[START Quoted passage]

Hence, I feel it is inappropriate to apply principles such as efficiency of communication or saving data-ink to these examples. Rather, as Tufte nicely articulates, the goal for these artistic representations should be to "isolate detail and place it in context" (p. 71).

This goal naturally reminded me of my recent visit to Indianapolis, where the walls of the Indiana State Museum featured artworks that represented the 92 counties of the state (which were so unique that I ended up taking many pictures). From far away, I saw several counties' art embedded outside of a giant stone wall of the museum, which provided me with the "context". Literally taking a few steps closer, I realized that one of the artworks comprised of nine glass jars, eight of which had pickles in them, and one had a strange orange object inside. Curious, I "zoomed in" to get the detail, and found that the mystery orange object was poor Garfield. Having this realization was quite fun and memorable; I feel that this is a great example of a aesthetic-concept visualization that "isolates details and places it in context", not un-like that of the Vietnam War Memorial example.

bowenli wrote:

I agrew with @cwcw that having more information is better, but perhaps not all of it will be in use. Given how incredibly effective the preprocessing variables were that we saw in class I would think that visualizations are really subject to overloading very quickly. On the idea of small multiples, I think separating the visualization out into different levels can be helpful. In that, there may be a lot of data, but you find relevant information by searching in different tiers.

[END Quoted passage]
[START Record list]

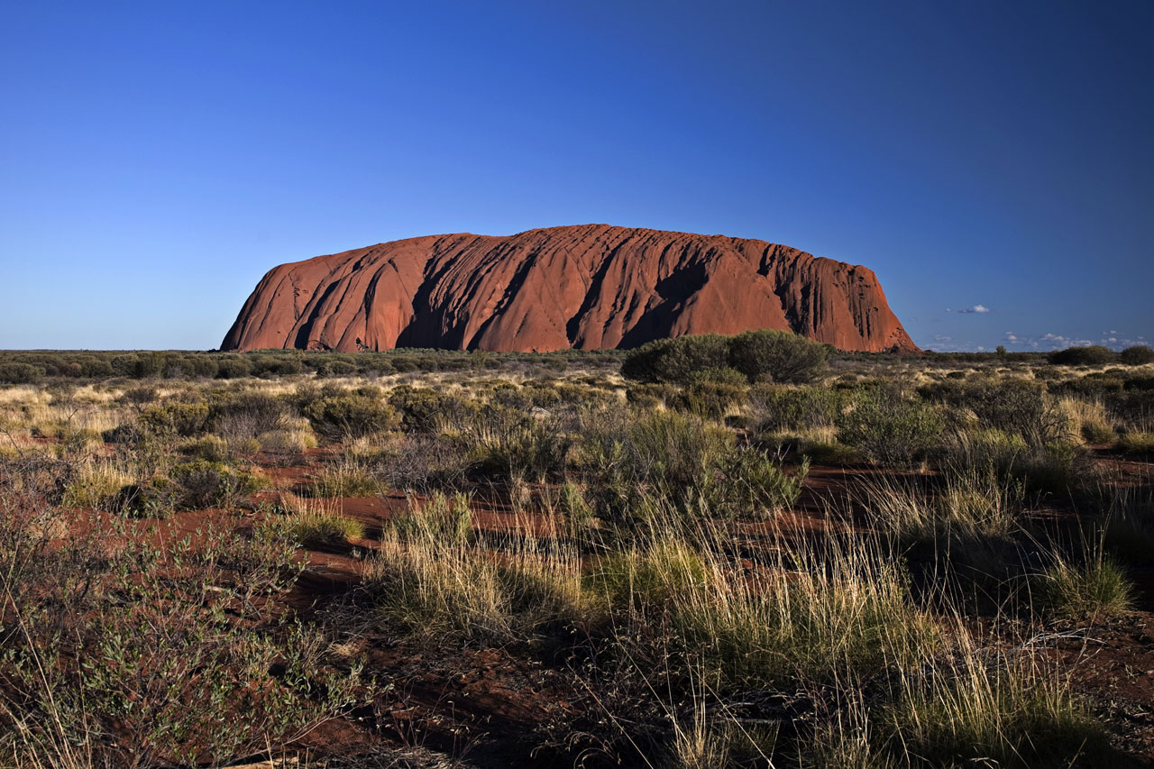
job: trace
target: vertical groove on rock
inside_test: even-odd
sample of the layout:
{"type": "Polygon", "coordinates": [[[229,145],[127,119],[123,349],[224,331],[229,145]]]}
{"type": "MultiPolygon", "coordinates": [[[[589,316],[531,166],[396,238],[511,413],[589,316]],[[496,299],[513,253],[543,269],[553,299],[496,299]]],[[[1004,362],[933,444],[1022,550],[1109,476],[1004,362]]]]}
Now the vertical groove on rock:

[END Record list]

● List of tasks
- a) Copy out the entries with every "vertical groove on rock" switched to "diagonal crack in cliff" and nothing else changed, omitting the pictures.
- b) Write what comes next in the forum discussion about visualization, starting after its final sentence.

● Responses
- a)
job: trace
target: diagonal crack in cliff
inside_test: even-odd
sample of the layout:
{"type": "Polygon", "coordinates": [[[229,145],[127,119],[123,349],[224,331],[229,145]]]}
{"type": "MultiPolygon", "coordinates": [[[[589,316],[531,166],[396,238],[511,413],[589,316]],[[496,299],[513,253],[543,269],[553,299],[496,299]]],[[[1004,362],[933,444],[1022,550],[1109,476],[1004,362]]]]}
Now the diagonal crack in cliff:

- b)
Polaris: Amazing that in 2002 people still used terms like "very large" without qualification. I liked part 5, the data transformations and visual queries section because it shows how complete the tool is. The brushing technique they mentioned and the different binning techniques sound really useful.

cabryant wrote:

(removed duplicate post)

cabryant wrote:

In his discussion of micro-readings of detailed cityscapes (p. 37, Envisioning Information), Tufte references an inspired statement by Italo Colvino: “[cities are] relationships between the measurements of its space and the events of its past . . . the height of that railing and the leap of the adulterer who climbed over it at dawn.” I would argue that an engaging, underlying story is present in all visualizations, from the implied causes, the present data, and the future possibilities. One pertinent example of the narrative potential of data, particularly with respect to micro/macro interpretations, is the DIVER (Digital Interactive Video Exploration & Reflection) Project here at Stanford. This interactive tool allows users to create annotated perspectives of a video record. This may involve focusing on a small interaction within a large mass of activity, or creating a first-person navigation of a complex scene. The resulting “DIVEs” may then be shared in a collaborative space to convey unique interpretations of the raw video data. It would be interesting to determine the potential for this type of interaction on other forms of data visualization.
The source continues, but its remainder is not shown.